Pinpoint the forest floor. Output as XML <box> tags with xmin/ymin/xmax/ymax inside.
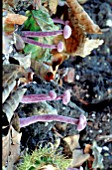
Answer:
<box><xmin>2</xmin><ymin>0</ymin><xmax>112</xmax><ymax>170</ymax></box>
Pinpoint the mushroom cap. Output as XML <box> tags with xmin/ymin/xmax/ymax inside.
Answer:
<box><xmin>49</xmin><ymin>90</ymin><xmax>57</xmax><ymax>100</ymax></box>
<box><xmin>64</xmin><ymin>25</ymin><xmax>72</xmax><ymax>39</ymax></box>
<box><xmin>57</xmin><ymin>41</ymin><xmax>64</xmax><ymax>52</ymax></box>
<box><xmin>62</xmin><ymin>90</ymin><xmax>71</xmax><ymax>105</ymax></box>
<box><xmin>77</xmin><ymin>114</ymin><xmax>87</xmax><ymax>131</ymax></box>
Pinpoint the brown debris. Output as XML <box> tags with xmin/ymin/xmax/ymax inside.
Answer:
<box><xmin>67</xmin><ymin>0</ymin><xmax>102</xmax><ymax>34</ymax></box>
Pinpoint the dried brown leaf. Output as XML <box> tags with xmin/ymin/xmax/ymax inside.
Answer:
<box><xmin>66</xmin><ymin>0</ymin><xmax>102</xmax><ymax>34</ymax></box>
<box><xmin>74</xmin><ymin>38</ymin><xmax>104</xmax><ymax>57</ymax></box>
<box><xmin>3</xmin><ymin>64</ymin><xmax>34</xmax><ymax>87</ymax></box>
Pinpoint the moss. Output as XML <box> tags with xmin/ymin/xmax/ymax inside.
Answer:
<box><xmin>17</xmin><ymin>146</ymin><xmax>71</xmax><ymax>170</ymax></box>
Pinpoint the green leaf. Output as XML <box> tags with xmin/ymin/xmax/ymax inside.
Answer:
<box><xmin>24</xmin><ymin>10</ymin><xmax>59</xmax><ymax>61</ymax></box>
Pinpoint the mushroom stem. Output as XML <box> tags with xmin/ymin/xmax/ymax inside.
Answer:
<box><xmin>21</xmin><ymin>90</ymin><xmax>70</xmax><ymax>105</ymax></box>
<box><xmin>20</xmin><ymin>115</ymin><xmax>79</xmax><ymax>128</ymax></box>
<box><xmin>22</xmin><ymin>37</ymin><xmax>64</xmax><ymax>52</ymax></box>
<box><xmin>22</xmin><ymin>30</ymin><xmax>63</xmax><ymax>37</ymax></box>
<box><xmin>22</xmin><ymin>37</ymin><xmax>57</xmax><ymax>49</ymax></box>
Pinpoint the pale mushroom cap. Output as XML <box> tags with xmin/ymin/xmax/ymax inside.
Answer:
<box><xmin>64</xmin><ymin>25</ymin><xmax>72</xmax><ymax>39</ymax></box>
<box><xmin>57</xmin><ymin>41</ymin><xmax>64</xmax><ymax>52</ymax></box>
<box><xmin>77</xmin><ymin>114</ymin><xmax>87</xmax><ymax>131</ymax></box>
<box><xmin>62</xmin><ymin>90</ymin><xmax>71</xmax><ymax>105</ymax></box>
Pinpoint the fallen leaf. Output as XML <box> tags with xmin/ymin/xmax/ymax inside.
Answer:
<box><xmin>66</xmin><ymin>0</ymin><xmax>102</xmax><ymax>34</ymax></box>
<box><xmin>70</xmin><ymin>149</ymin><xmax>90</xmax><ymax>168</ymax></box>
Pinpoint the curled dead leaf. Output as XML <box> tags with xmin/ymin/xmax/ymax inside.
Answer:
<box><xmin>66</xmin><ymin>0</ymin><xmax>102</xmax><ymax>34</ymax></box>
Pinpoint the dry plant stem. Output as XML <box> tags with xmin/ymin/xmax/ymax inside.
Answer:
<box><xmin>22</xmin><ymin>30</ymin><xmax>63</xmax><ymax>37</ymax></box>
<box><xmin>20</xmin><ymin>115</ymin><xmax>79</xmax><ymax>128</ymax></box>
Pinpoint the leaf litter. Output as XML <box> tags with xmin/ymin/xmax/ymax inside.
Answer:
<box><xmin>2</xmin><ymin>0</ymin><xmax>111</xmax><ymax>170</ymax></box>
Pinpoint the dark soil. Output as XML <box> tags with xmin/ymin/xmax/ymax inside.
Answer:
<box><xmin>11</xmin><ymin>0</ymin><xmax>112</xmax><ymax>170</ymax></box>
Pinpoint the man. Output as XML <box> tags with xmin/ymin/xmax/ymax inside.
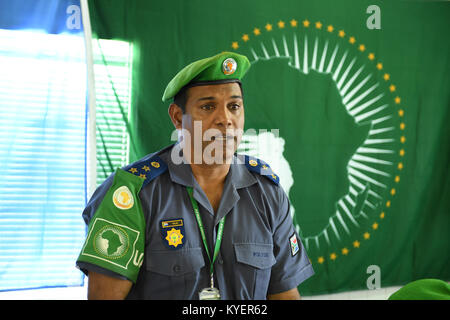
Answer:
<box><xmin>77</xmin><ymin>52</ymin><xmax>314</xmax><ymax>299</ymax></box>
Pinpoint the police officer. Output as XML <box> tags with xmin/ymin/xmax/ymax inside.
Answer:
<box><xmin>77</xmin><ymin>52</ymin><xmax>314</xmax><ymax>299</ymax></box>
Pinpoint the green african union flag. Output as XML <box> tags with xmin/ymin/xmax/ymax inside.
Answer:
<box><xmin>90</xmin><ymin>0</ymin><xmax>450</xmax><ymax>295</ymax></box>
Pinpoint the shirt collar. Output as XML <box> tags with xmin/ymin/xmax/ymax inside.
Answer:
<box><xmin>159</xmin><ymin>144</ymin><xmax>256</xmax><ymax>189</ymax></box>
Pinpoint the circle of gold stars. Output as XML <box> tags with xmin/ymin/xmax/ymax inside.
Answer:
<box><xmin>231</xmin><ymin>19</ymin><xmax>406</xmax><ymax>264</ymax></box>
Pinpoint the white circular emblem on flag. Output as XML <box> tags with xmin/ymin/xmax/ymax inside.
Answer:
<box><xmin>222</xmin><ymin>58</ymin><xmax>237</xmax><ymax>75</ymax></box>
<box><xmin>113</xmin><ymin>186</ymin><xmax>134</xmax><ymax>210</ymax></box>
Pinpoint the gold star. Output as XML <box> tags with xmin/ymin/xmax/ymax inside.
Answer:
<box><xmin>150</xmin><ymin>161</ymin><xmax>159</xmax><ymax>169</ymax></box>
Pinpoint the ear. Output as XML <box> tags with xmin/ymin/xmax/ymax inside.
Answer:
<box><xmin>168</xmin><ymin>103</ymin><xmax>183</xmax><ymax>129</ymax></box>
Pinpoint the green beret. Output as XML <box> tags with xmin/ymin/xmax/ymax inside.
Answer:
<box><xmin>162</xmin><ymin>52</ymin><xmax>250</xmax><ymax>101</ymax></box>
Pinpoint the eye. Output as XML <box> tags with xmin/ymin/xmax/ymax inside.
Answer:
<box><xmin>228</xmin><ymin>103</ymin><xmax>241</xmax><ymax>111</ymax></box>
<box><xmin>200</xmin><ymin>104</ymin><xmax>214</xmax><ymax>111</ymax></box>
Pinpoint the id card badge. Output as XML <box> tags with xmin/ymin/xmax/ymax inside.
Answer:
——————
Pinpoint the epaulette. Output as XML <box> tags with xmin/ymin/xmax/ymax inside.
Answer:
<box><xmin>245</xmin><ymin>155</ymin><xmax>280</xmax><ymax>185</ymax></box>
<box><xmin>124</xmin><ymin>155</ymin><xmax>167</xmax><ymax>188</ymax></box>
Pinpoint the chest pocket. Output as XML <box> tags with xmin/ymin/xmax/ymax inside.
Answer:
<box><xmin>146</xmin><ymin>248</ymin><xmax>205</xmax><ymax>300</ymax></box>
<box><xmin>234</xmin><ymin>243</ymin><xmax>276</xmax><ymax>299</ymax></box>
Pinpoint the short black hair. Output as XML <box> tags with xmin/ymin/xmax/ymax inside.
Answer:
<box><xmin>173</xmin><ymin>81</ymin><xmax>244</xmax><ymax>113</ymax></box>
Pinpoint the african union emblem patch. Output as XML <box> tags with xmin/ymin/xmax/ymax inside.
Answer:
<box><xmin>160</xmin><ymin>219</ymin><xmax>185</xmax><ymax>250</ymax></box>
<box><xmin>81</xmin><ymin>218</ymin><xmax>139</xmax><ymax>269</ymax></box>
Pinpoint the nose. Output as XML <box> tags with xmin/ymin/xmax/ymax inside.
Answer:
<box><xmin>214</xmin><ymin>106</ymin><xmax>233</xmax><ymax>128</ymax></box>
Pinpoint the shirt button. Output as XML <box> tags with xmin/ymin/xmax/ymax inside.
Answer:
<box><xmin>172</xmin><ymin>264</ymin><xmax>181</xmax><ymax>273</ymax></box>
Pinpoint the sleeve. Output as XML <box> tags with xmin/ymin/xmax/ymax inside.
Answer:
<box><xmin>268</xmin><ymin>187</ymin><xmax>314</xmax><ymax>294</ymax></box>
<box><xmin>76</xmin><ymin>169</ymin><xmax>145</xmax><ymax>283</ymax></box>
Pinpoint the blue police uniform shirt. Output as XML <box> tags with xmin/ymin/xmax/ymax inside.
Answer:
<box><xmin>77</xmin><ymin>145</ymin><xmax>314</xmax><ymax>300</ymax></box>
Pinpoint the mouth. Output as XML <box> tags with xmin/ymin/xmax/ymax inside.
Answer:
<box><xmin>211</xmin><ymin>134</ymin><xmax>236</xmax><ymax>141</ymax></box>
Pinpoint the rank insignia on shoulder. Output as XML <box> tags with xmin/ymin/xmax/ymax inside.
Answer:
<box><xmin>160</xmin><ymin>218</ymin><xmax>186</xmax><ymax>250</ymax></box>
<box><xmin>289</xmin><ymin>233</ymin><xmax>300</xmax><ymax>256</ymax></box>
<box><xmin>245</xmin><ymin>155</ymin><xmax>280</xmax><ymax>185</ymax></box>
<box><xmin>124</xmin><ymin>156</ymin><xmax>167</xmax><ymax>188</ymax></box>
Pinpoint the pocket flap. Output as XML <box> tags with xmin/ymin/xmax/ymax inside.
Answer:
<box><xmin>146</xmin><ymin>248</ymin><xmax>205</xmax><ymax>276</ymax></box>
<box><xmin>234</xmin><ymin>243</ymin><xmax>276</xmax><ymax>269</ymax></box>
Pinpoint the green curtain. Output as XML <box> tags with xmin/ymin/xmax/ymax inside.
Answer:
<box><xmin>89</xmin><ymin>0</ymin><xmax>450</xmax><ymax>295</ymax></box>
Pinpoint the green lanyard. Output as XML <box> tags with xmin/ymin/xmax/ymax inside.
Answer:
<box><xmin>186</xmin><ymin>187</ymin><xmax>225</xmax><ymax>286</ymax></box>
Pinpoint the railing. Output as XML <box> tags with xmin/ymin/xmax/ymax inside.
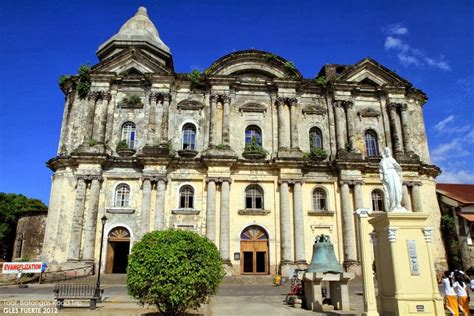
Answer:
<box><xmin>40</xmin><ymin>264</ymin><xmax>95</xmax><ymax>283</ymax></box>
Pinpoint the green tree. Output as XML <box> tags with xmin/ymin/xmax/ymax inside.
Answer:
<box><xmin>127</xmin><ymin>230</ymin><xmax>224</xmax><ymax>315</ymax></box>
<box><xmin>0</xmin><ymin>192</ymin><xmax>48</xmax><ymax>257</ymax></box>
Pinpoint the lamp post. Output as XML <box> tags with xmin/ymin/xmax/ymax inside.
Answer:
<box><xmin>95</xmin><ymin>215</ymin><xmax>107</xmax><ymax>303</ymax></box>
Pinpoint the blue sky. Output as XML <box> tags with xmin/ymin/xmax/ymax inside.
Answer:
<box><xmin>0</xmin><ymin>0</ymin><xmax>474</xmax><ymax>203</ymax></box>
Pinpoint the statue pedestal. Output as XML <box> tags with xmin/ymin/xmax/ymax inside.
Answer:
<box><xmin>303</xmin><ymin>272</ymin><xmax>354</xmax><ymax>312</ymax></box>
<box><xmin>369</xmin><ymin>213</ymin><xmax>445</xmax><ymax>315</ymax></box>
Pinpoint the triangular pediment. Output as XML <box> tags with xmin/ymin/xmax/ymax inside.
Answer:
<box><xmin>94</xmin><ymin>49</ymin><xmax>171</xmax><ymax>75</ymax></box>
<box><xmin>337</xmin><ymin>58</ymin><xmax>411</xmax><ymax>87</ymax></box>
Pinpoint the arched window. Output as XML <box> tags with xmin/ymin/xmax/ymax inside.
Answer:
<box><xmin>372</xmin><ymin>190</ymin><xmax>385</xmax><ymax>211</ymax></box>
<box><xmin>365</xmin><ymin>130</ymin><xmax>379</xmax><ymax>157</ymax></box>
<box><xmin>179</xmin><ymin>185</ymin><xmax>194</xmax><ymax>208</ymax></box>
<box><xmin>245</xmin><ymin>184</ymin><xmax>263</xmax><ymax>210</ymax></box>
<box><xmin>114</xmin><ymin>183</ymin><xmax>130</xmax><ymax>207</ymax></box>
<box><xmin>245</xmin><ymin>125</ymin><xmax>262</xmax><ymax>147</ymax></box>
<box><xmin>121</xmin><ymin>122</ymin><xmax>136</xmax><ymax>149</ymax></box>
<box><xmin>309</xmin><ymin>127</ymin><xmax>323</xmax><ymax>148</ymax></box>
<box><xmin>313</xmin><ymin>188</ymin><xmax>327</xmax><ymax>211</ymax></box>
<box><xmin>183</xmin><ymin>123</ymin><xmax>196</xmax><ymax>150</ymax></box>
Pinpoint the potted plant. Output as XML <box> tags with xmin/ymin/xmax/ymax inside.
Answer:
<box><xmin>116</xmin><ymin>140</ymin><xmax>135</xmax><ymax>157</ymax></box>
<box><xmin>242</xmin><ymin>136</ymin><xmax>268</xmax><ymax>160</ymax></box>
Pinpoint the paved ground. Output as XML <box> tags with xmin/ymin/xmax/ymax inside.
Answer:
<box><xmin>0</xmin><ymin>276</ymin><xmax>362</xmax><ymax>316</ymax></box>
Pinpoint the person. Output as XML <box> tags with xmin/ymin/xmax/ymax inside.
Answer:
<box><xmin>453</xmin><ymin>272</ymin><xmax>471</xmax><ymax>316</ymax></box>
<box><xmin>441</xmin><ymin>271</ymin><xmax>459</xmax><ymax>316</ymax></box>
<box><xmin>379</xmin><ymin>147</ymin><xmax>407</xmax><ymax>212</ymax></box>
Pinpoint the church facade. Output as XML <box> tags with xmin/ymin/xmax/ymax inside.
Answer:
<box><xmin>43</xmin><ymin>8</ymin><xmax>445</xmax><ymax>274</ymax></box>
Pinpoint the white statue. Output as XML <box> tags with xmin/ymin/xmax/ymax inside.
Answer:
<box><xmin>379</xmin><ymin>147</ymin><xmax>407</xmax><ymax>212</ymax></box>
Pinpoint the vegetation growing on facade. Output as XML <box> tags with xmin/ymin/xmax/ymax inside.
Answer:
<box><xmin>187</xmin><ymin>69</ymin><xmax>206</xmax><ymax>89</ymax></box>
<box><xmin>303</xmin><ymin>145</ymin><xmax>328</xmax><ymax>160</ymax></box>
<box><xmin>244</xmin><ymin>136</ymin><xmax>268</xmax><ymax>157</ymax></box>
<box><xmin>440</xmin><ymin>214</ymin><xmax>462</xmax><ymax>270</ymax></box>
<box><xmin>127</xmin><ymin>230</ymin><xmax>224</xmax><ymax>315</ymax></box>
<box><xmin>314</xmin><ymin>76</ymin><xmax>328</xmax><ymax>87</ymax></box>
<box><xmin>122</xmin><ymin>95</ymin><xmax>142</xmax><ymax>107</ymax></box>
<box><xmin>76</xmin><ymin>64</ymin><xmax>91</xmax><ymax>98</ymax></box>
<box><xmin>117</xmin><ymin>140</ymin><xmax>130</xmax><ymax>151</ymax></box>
——————
§ **Directive**
Locate every line in the records above that contains the word "white" and copy each one out in full. Only matches with the same capitalization count.

§ **Exercise result**
Pinpoint the white circular emblem on flag. Output as XML <box> tags with xmin/ymin/xmax/ymax inside.
Pinpoint the white statue. Output as XML <box> tags with xmin/ymin/xmax/ymax inside.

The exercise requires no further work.